Text:

•••

There are specific psychological studies that delve into the trauma of being adopted. Although there are plenty of adoptive parents who did tremendous jobs in raising the children they welcomed into their homes, there are many experts who agree that the very act of being adopted, even if it's into a loving home, is a traumatic event.
There are particular triggers that can exacerbate this trauma, especially when it pertains to feelings of rejection or being an "outsider" in familial units where parents have biological children of their own.
Sadly, one Redditor's recent post about double standards in college tuition payments went viral on the popular social media site.
Redditor @Upbasis5231 says that they called "out their adoptive parents for not helping [them] with college tuition when they did help their biological children," in a post they shared on the site's popular AITA sub.
They wrote: "I'm 17 and the youngest in the family. I was adopted at the age of 4, my biological mom was best friends with my adoptive mom and she adopted me after my biological mom passed away."
Op continued, "I have three older siblings. My parents covered their college tuition in full and then covered law and medical school for two of them as well (the other sibling didn't go to grad school). They also gave them a stipend to cover living expenses."
However, when it came time for the Redditor to discuss they're going to college, their parents said that the timing of it all didn't align with their current financial situation. "I talked to my parents about college and what help I can expect and surprisingly they told me there won't be any help because they don't have money left after they've paid for my siblings. I wasn't expecting a similar level of support but I was expecting some kind of help, my mom told me that my bio mom didn't leave money for my college so I'll be on my own."

•••

(Natural-language descriptions of regions)
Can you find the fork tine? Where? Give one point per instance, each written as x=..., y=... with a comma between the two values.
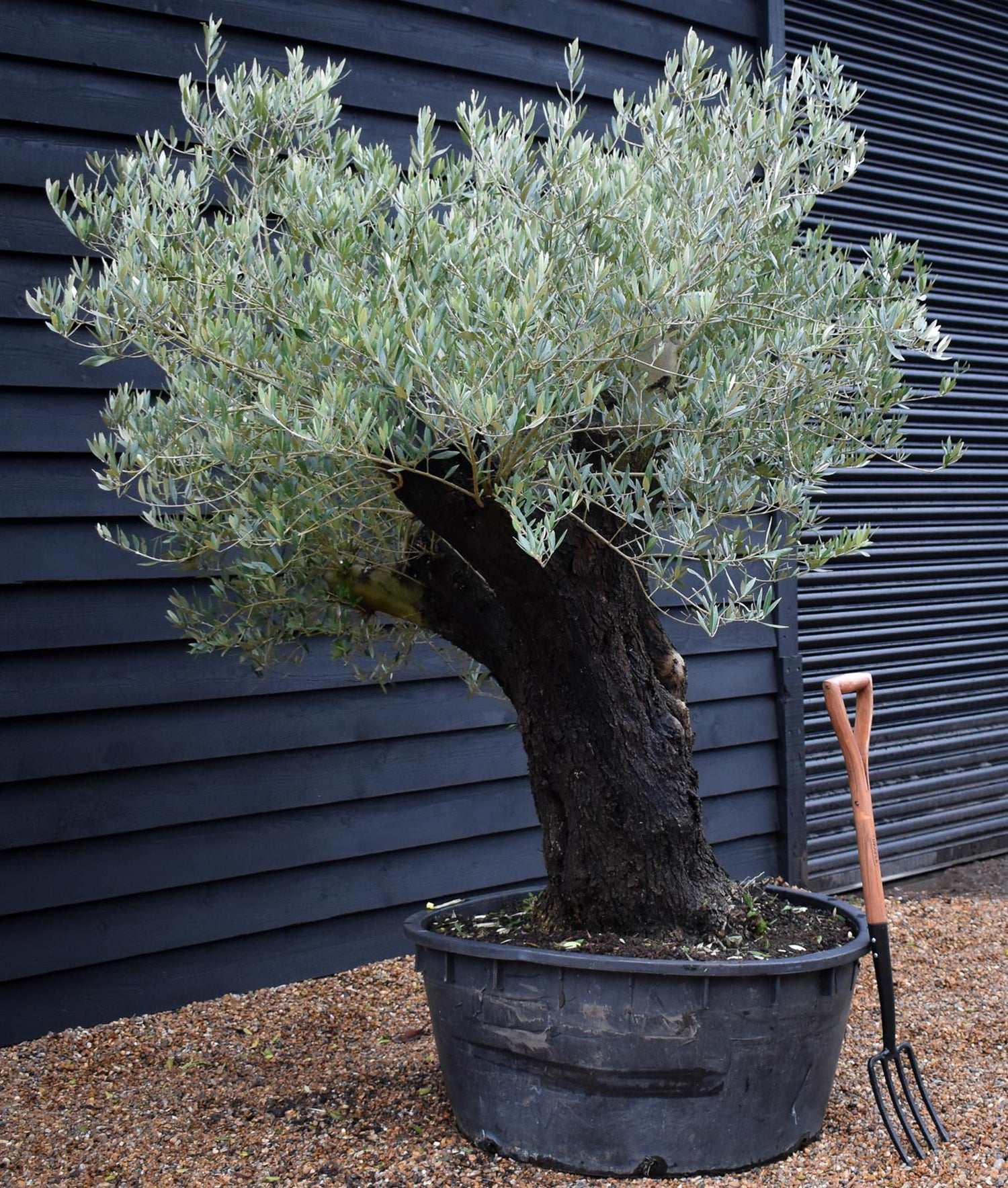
x=873, y=1076
x=911, y=1098
x=887, y=1070
x=915, y=1070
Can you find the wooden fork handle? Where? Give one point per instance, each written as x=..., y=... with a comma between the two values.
x=853, y=745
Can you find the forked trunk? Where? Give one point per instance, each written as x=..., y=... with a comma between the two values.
x=599, y=691
x=601, y=702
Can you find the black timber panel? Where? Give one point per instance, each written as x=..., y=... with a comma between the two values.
x=171, y=827
x=926, y=613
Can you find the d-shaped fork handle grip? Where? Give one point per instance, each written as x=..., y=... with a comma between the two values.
x=853, y=745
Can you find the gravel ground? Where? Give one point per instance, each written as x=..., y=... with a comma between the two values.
x=334, y=1083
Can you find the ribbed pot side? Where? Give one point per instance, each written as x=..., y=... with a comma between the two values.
x=622, y=1066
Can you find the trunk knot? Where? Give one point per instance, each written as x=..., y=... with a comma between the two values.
x=671, y=671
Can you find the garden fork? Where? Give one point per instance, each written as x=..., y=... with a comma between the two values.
x=894, y=1056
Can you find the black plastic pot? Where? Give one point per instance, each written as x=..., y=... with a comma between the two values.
x=623, y=1066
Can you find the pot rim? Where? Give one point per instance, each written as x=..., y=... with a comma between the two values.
x=417, y=929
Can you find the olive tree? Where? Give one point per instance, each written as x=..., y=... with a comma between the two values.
x=503, y=398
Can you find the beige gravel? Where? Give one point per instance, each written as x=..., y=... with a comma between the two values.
x=334, y=1083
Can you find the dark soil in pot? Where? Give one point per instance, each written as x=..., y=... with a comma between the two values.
x=607, y=1065
x=763, y=925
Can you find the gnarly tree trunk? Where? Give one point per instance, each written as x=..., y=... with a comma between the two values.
x=599, y=691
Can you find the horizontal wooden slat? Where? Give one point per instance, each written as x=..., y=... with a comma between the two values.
x=50, y=422
x=114, y=740
x=87, y=934
x=97, y=993
x=41, y=812
x=34, y=357
x=48, y=876
x=60, y=809
x=163, y=673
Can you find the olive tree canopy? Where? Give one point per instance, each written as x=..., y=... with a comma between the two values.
x=638, y=323
x=502, y=397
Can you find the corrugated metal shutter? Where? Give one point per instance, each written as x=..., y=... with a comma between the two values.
x=927, y=613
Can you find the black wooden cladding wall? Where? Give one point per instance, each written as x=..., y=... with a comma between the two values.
x=927, y=613
x=174, y=827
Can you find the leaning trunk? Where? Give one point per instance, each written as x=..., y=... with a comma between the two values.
x=599, y=694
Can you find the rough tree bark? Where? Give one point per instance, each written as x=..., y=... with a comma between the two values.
x=601, y=697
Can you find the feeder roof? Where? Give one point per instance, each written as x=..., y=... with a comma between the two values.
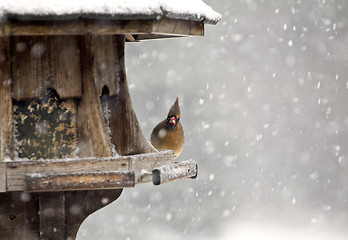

•••

Try it: How does the article about an adopted Redditor's college tuition go on? Continue it from its last sentence.

Response to this exercise:
OP asked them if it had more to do with the fact that they weren't their biological child, and not that they didn't have the finances to cover college, which they were appalled by.
"So I asked if this is really about money or if this is about me being adopted and not their real son."
He added, "They were offended but reassured me that they genuinely can't afford it after they've purchased a condo for my sister earlier this year and it takes a few years for their finances to recover so it's just my bad luck that this has coincided with me going to college and there's nothing they can do now."
He didn't seem to buy this explanation, however, and when he highlighted the disparity again to them, he was told by his father that he was acting entitled and was reminded that most parents don't cover tuition costs for their children. However, the Redditor took more of an issue with the fact that they weren't receiving the same level of college-assistance love as their siblings.
"I called them out and told them that I'm not buying this explanation at all and they wouldn't be doing this to me if I were their biological child, my dad reminded me that I'm acting in an entitled way and should instead learn that we don't always get what we want. He told me that most parents can't fund their children's college tuition and I'm acting like I'm entitled to a tuition-free college when I'm not. But my point has been about being treated unfairly compared to my siblings."
From the sound of his recap of their conversation, it doesn't seem like they came to a healthy resolution: "In the end they told me that they don't really need my permission or approval to support any of their kids and I just need to accept that this is their decision. I said in that case they also need to accept that I believe I'm being treated differently because I'm adopted and their answers have not been convincing. They told me I'm being an entitled brat."
OP wanted to know if he really was acting like an "entitled brat" and if he was wrong to bring up the tuition disparity in the first place.
"Now I fear that I may have overstepped and indeed maybe I am being an a**hole."
However, there were tons of Redditors who chimed in stating that they should've known he was planning on attending college and they should have made those considerations when budgeting for him to attend school. Instead of giving stipends for living expenses of his biological siblings, for instance, maybe they could've put that money aside for him when he was older.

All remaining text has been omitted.